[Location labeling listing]
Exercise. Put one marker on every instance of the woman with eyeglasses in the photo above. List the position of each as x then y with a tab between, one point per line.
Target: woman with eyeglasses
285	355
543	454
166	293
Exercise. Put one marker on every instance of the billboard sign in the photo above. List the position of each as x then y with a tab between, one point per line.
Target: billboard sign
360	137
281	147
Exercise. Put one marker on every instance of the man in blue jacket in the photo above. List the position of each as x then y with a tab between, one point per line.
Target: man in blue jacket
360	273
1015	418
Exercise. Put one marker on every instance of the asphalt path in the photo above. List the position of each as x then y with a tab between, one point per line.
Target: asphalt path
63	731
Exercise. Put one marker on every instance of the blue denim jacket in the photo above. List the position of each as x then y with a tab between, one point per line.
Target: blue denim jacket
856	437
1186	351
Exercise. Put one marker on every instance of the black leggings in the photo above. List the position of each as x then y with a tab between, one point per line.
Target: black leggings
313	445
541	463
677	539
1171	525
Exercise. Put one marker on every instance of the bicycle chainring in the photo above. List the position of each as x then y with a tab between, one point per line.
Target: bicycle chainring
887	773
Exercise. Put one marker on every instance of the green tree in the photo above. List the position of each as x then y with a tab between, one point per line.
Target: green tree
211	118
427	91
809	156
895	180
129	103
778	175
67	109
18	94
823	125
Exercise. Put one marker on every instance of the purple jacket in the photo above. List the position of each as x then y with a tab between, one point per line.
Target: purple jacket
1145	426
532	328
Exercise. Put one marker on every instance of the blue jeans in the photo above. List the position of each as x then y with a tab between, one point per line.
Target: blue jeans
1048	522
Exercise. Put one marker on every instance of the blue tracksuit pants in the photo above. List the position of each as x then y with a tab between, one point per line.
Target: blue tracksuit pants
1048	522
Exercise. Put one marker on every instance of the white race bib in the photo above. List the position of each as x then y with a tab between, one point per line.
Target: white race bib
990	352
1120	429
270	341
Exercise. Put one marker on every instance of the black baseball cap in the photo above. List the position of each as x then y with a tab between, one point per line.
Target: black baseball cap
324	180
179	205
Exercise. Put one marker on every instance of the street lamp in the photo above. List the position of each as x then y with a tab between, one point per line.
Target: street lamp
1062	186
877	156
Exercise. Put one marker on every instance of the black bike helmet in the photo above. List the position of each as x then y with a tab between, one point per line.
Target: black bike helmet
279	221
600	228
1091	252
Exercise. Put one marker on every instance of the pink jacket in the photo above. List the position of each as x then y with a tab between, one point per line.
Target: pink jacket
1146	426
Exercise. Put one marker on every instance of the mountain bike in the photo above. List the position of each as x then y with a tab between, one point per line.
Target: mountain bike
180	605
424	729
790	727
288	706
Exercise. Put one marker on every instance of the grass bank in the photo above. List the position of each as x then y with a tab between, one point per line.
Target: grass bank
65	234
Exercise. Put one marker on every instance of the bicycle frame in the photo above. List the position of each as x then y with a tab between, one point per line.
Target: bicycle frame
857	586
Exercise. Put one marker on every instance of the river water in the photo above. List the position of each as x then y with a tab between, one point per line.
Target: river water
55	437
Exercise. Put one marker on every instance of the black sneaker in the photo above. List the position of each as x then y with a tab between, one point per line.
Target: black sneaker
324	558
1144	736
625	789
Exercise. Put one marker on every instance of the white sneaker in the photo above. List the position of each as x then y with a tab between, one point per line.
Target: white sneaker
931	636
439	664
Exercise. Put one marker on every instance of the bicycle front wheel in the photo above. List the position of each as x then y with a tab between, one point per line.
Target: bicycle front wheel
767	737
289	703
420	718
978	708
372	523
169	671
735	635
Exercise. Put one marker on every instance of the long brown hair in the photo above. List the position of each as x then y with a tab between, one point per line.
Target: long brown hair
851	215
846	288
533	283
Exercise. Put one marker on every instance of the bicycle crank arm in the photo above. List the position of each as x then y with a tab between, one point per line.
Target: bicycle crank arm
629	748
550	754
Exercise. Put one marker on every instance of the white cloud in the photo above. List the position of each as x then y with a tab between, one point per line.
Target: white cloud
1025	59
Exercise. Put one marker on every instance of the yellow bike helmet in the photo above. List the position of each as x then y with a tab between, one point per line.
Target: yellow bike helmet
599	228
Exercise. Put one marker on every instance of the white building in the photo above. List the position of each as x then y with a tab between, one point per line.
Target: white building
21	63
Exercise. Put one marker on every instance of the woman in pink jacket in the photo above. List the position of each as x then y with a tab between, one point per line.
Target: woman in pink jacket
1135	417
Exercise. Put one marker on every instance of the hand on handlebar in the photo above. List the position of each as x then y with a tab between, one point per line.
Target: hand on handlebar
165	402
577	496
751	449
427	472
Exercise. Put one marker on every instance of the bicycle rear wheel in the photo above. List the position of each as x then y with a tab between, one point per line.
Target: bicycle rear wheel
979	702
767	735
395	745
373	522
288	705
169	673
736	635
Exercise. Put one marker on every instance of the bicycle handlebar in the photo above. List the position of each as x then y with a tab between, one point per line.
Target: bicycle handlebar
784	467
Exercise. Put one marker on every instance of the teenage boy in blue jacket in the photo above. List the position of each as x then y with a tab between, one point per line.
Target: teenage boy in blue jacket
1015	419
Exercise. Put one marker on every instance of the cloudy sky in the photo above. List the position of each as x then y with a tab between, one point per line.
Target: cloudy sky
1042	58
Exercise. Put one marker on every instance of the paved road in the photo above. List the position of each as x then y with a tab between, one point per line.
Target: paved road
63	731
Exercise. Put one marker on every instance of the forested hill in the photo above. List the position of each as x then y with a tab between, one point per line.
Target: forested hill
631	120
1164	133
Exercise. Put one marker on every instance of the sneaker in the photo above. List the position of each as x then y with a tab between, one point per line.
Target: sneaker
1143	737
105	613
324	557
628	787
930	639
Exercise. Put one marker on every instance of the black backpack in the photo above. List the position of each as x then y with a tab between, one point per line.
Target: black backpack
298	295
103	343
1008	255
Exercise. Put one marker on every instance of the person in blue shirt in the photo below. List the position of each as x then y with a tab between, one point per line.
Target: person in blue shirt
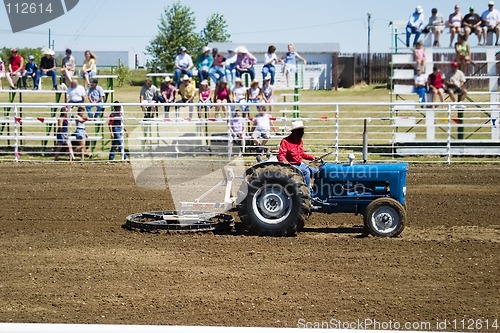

# Work to complete
Return every line of the listing above that contains the word "road".

# Exercise solution
Exercise. Put one marker on every instance of the paved road in the photo above. List the position of each as x then y with a tab between, one point per line.
Target: paved road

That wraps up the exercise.